§ Vorliegender Auszug:
____________

Solche »Rechthaberei« bringt die Regierung gegen den Rechtsstaat auf. Was in Italien im Moment stattfindet, lässt sich auch in anderen Ländern – etwa den USA oder Ungarn – beobachten: Es ist im Grunde ein Kampf zwischen den Richtern, die das Recht durchsetzen wollen, und der Regierung, die das Recht brechen will. Man fragt sich, welchen Plan Meloni und ihre Verbündeten verfolgen. Wollen sie die Migration tatsächlich eindämmen und die Migranten zurückhalten, oder sie als Sündenbock für ihre politische Ziele ausnutzen? Bis jetzt waren »die Migranten« das Zauberwort, das den Rechten wachsenden Zuspruch beschert hat. Deswegen besteht ihrerseits auch nicht wirklich das Interesse, Migration zu reglementieren und das »Problem« zu lösen. Je mehr Angst geschürt wird, je lauter »Alarm« gerufen wird, desto erfolgreicher sind die Rechten. Was sie antreibt, so scheint es, ist nicht ihr Ressentiment, sondern ihr Wunsch nach Auflösung der demokratischen Institutionen.
Die Ermittlungen gegen Frau Meloni und einige ihrer Mitarbeiter einerseits und die Gerichtsentscheidungen, die den Albanien-Plan haben scheitern lassen, geben den Rechten die Chance, gegen das Rechtsystem insgesamt zu Felde zu ziehen.
Auf dem Spiel steht die Unabhängigkeit der Justiz, die durch eine geplante Verfassungsreform in Italien stark eingeschränkt werden könnte. Dagegen streiken die italienischen Richter am 27. Februar.

____________

§ Zielsetzung a:
Beantworten Sie anhand des Auszugs folgende Fragen:
(i) Welche zwei Länder werden neben Italien als Beispiele genannt?
(ii) Was könnte durch eine geplante Verfassungsreform in Italien stark eingeschränkt werden?
(iii) An welchem Tag streiken die italienischen Richter?

§ Vorliegende Daten:
____________

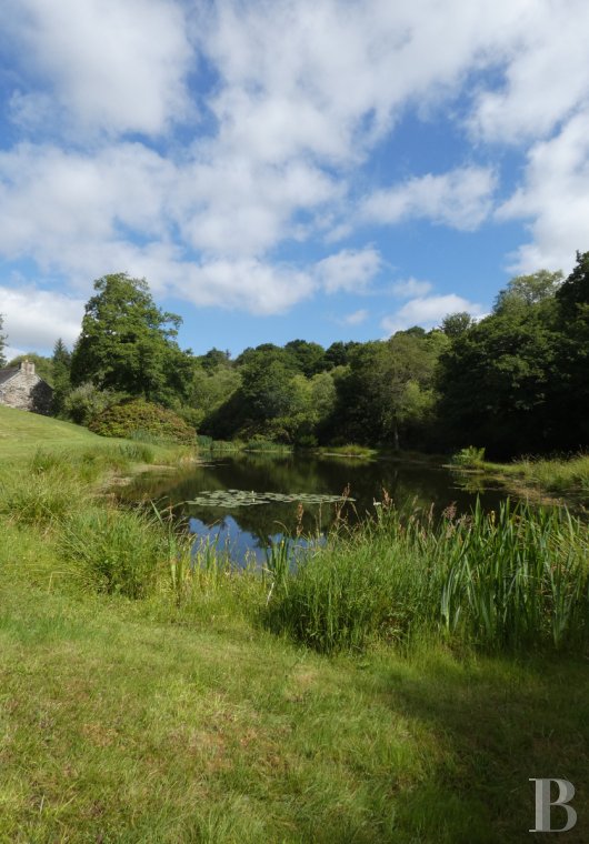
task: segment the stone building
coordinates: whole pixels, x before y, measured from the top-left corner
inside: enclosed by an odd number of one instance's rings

____________

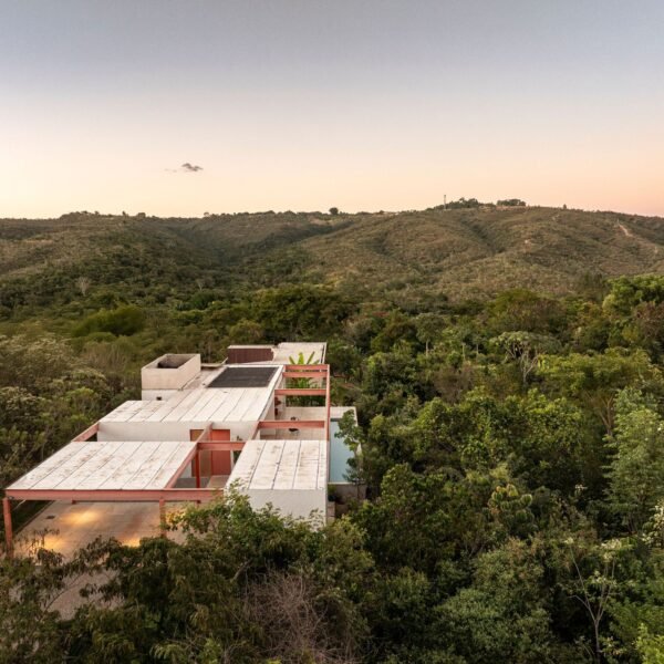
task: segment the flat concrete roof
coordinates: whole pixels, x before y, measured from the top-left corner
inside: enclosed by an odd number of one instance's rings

____________

§ Zielsetzung b:
Suchen Sie in den Daten alle Zeilen, die die Zeichenfolge „task“ enthalten, und schreiben Sie diese ab. Dabei kommt es auf Groß- und Kleinschreibung an.

§ Fertige Antwort a:
(i) Die USA und Ungarn.
(ii) Die Unabhängigkeit der Justiz.
(iii) Am 27. Februar.

§ Fertige Antwort b:
task: segment the stone building
task: segment the flat concrete roof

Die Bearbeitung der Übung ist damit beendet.